* RECORDS TO USE:
↓

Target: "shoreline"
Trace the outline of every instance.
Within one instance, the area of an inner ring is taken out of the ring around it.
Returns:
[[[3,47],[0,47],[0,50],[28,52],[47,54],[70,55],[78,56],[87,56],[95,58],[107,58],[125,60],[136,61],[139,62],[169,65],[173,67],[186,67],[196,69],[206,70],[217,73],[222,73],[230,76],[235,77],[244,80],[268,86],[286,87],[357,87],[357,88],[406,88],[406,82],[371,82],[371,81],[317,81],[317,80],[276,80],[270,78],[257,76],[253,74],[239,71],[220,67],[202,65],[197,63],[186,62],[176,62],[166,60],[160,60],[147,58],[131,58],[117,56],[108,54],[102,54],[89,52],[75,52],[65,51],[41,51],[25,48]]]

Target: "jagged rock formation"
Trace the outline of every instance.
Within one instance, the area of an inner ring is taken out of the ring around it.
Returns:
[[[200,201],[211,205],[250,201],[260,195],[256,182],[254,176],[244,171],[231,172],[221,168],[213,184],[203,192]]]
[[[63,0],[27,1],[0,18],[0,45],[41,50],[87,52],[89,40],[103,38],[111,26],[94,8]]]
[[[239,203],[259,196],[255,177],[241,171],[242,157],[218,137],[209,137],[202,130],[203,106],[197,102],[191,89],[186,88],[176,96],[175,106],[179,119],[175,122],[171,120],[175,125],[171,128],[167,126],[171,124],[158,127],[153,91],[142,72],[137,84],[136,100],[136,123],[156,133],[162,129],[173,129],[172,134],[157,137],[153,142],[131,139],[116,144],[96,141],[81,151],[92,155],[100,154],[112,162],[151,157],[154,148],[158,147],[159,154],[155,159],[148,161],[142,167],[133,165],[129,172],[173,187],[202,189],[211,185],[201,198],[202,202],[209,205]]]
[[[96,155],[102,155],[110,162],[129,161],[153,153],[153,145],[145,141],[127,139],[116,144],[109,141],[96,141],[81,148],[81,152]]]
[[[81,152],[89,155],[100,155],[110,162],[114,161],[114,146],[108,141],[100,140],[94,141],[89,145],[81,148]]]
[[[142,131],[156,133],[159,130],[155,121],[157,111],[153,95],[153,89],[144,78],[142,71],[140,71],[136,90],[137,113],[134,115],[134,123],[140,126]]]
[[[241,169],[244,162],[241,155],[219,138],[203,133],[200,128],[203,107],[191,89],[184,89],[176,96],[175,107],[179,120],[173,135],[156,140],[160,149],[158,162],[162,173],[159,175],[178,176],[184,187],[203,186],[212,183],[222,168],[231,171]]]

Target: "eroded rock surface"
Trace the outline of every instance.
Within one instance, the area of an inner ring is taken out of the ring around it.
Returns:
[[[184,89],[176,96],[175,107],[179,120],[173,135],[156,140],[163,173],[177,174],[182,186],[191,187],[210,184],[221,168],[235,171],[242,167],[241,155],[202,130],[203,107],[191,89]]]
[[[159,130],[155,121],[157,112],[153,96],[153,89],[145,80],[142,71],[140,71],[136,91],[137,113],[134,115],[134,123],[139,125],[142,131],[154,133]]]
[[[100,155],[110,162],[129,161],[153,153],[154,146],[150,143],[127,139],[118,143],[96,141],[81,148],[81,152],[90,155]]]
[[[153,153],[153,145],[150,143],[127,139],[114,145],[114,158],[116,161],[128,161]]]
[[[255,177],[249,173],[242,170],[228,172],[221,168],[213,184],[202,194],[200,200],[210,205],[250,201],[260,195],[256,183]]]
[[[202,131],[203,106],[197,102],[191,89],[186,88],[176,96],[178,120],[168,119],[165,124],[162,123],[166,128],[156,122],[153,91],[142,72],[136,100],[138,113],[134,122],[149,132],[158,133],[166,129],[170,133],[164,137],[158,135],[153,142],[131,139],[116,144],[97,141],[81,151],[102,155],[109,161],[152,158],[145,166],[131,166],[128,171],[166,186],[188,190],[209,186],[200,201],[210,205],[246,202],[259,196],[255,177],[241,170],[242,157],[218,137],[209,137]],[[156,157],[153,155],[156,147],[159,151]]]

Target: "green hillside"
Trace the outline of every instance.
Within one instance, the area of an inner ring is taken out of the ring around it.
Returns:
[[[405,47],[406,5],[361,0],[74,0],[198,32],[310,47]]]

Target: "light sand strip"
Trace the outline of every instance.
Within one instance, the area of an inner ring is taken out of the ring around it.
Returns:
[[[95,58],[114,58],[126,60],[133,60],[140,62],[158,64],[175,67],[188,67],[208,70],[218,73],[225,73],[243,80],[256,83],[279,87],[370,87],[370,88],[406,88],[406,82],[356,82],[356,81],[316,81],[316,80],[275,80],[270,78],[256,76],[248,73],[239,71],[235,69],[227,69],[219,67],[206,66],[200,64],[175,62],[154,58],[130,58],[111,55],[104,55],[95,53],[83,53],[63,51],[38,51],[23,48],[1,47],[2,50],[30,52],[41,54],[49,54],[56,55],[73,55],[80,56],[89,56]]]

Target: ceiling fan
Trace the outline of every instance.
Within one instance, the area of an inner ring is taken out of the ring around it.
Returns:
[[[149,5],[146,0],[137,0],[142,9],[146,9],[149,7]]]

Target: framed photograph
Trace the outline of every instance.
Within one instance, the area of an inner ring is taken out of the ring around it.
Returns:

↑

* WHAT TO WORK ON:
Recast every line of the records above as a JSON list of strings, one string per line, with blank lines left out.

* WORKED ANSWER:
[
  "Target: \"shoreline\"",
  "Trace the outline of every instance.",
  "Within one instance, the area of an inner ring is taken out of the ring around it.",
  "Returns:",
  "[[[3,47],[0,47],[0,50],[28,52],[47,54],[70,55],[78,56],[87,56],[95,58],[107,58],[125,60],[136,61],[139,62],[169,65],[173,67],[186,67],[196,69],[206,70],[217,73],[222,73],[230,76],[235,77],[244,80],[268,86],[286,87],[357,87],[357,88],[406,88],[406,82],[371,82],[371,81],[317,81],[317,80],[276,80],[270,78],[257,76],[253,74],[239,71],[220,67],[202,65],[197,63],[186,62],[176,62],[166,60],[160,60],[147,58],[131,58],[117,56],[108,54],[102,54],[89,52],[75,52],[65,51],[41,51],[25,48]]]",
  "Target: \"jagged rock formation\"",
  "Trace the outline of every instance.",
  "Within one instance, the area of an inner ring is taken out of the ring around it.",
  "Returns:",
  "[[[200,201],[211,205],[250,201],[260,195],[256,182],[254,176],[244,171],[231,172],[221,168],[213,184],[203,192]]]",
  "[[[63,0],[27,1],[0,18],[0,45],[41,50],[87,52],[89,40],[103,38],[111,26],[94,8]]]",
  "[[[239,203],[259,196],[255,177],[241,171],[242,157],[218,137],[209,137],[202,130],[203,106],[197,102],[191,89],[186,88],[176,96],[175,106],[179,119],[175,122],[171,120],[175,125],[171,128],[167,126],[171,124],[158,127],[153,91],[142,72],[137,84],[136,100],[136,123],[156,133],[162,129],[173,129],[172,134],[157,137],[153,142],[131,139],[116,144],[96,141],[81,151],[92,155],[100,154],[112,162],[151,157],[154,148],[158,147],[159,154],[155,159],[148,161],[142,167],[133,165],[129,172],[173,187],[202,189],[211,185],[201,198],[202,202],[209,205]]]",
  "[[[96,155],[102,155],[110,162],[129,161],[153,153],[153,145],[145,141],[127,139],[116,144],[109,141],[96,141],[81,148],[81,152]]]",
  "[[[81,152],[89,155],[100,155],[110,162],[114,161],[114,146],[108,141],[100,140],[94,141],[89,145],[81,148]]]",
  "[[[142,131],[156,133],[159,130],[155,121],[157,111],[153,95],[153,89],[144,78],[142,71],[140,71],[136,90],[137,113],[134,115],[134,123],[140,126]]]",
  "[[[241,169],[244,162],[241,155],[219,138],[203,133],[200,128],[203,107],[191,89],[184,89],[176,96],[175,107],[179,120],[173,135],[156,140],[160,149],[158,162],[162,173],[159,175],[178,176],[184,187],[203,186],[212,183],[222,168],[231,171]]]",
  "Target: \"eroded rock surface\"",
  "Trace the outline of every instance.",
  "Within one instance, the area of an inner ring is taken out of the ring around it.",
  "Returns:",
  "[[[184,89],[176,96],[175,107],[179,120],[173,135],[156,140],[163,173],[177,174],[182,186],[191,187],[210,184],[221,168],[235,171],[242,167],[241,155],[202,130],[203,107],[191,89]]]",
  "[[[159,130],[155,121],[157,112],[153,96],[153,89],[145,80],[142,71],[140,71],[136,91],[137,113],[134,115],[134,123],[139,125],[142,131],[154,133]]]",
  "[[[100,155],[110,162],[129,161],[153,153],[154,146],[150,143],[127,139],[118,143],[96,141],[81,148],[81,152],[90,155]]]",
  "[[[153,153],[153,145],[150,143],[127,139],[114,145],[114,158],[116,161],[128,161]]]",
  "[[[255,177],[249,173],[242,170],[228,172],[221,168],[213,184],[202,194],[200,200],[210,205],[250,201],[260,195],[256,183]]]",
  "[[[202,131],[203,106],[197,102],[191,89],[186,88],[176,96],[178,120],[168,119],[165,124],[162,123],[166,128],[156,122],[153,91],[142,72],[136,100],[138,113],[134,122],[149,132],[158,133],[166,129],[170,133],[164,137],[158,135],[153,142],[131,139],[116,144],[97,141],[81,151],[102,155],[109,161],[152,158],[145,166],[131,166],[128,171],[166,186],[188,190],[209,186],[200,201],[210,205],[246,202],[259,196],[255,177],[241,170],[242,157],[218,137],[209,137]],[[156,157],[153,155],[156,147],[159,151]]]",
  "Target: \"green hillside\"",
  "Trace the outline of every instance.",
  "Within one instance, the area of an inner ring is taken out of the ring around it.",
  "Returns:",
  "[[[405,47],[406,5],[361,0],[74,0],[198,32],[310,47]]]",
  "Target: \"light sand strip\"",
  "Trace the outline of every instance.",
  "Within one instance, the area of an inner ring is taken out of the ring around it.",
  "Returns:",
  "[[[95,58],[114,58],[126,60],[133,60],[140,62],[158,64],[175,67],[188,67],[208,70],[218,73],[225,73],[243,80],[256,83],[279,87],[370,87],[370,88],[406,88],[406,82],[356,82],[356,81],[316,81],[316,80],[275,80],[270,78],[256,76],[248,73],[239,71],[235,69],[227,69],[219,67],[206,66],[200,64],[175,62],[154,58],[130,58],[111,55],[104,55],[95,53],[83,53],[63,51],[38,51],[23,48],[1,47],[2,50],[30,52],[41,54],[49,54],[56,55],[73,55],[80,56],[89,56]]]",
  "Target: ceiling fan",
  "Trace the outline of every instance.",
  "Within one instance, the area of an inner ring is taken out of the ring around it.",
  "Returns:",
  "[[[149,5],[146,0],[137,0],[142,9],[146,9],[149,7]]]",
  "Target: framed photograph",
  "Trace the outline of every instance.",
  "Within one instance, the area of an inner ring is taken out of the ring around it.",
  "Returns:"
]